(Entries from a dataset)
━━━━━━
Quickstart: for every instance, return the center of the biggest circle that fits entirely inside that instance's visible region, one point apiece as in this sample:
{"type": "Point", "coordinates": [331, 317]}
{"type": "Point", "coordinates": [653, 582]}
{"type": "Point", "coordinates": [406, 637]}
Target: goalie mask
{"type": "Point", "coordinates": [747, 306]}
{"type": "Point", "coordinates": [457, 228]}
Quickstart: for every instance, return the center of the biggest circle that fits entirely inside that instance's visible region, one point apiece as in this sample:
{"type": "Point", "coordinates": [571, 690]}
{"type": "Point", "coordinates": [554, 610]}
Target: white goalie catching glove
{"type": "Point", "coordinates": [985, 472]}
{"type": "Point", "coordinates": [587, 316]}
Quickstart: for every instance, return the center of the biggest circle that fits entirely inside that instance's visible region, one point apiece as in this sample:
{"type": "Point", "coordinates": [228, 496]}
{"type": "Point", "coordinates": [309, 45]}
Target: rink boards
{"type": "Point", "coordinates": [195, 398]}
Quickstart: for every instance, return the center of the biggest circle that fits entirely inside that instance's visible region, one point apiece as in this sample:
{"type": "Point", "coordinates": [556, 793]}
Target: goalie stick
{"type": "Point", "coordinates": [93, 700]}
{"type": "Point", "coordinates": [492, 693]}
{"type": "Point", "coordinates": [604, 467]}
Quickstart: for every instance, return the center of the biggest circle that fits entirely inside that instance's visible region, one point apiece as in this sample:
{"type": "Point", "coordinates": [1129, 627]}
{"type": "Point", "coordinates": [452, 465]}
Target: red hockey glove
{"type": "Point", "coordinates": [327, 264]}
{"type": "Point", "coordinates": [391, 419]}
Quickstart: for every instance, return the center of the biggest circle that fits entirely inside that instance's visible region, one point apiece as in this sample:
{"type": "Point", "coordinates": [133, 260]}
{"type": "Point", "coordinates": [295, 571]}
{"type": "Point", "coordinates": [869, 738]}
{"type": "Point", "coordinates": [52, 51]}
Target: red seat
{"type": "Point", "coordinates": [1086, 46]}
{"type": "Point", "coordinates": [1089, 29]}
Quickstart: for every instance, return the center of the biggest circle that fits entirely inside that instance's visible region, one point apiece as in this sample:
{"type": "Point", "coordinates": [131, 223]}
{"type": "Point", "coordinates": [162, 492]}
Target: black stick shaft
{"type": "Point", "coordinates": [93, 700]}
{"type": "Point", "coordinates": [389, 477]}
━━━━━━
WORK TO COMPLETE: Exact copies of all the records are required.

RESULT:
Quickstart: for every instance, return the center of the biggest circle that fits entirely inside that instance's visible region, one point apiece as in this sample:
{"type": "Point", "coordinates": [331, 317]}
{"type": "Point", "coordinates": [653, 582]}
{"type": "Point", "coordinates": [406, 637]}
Target: goalie mask
{"type": "Point", "coordinates": [747, 306]}
{"type": "Point", "coordinates": [457, 228]}
Quickstart: for every instance, return the center of the biggest circle that fits entirely inside that instance's visible region, one point apiece as in this sample:
{"type": "Point", "coordinates": [571, 690]}
{"type": "Point", "coordinates": [554, 610]}
Target: white goalie catching glove
{"type": "Point", "coordinates": [985, 472]}
{"type": "Point", "coordinates": [587, 316]}
Quickstart: for every instance, return the center of the biggest circle that fits entirely inside that instance's visible region, one point apiece as in this sample:
{"type": "Point", "coordinates": [228, 496]}
{"type": "Point", "coordinates": [309, 45]}
Target: rink boards
{"type": "Point", "coordinates": [195, 398]}
Quickstart: for every instance, return the center of the biggest circle that fits entirely inside that instance's visible region, one point apiece as in this sample:
{"type": "Point", "coordinates": [556, 793]}
Target: goalie stick
{"type": "Point", "coordinates": [93, 700]}
{"type": "Point", "coordinates": [492, 693]}
{"type": "Point", "coordinates": [604, 467]}
Quickstart: for every instance, return the center of the biggest circle that fits entirely inside that instance's visible region, one point apiece as in this sample:
{"type": "Point", "coordinates": [1129, 627]}
{"type": "Point", "coordinates": [452, 465]}
Target: red hockey glove
{"type": "Point", "coordinates": [327, 264]}
{"type": "Point", "coordinates": [391, 419]}
Quickstart: for every instance, return the center of the biggest circle that fits entirely inside that instance's visible region, one point apiece as in this sample:
{"type": "Point", "coordinates": [133, 260]}
{"type": "Point", "coordinates": [295, 571]}
{"type": "Point", "coordinates": [869, 738]}
{"type": "Point", "coordinates": [52, 51]}
Target: red seat
{"type": "Point", "coordinates": [1086, 46]}
{"type": "Point", "coordinates": [1089, 29]}
Quickstart: for every instance, return the center of the biggest circle that fits entirely inside that instance's visible region, one point apiece as in this sample:
{"type": "Point", "coordinates": [131, 223]}
{"type": "Point", "coordinates": [162, 492]}
Target: black stick shaft
{"type": "Point", "coordinates": [93, 700]}
{"type": "Point", "coordinates": [389, 477]}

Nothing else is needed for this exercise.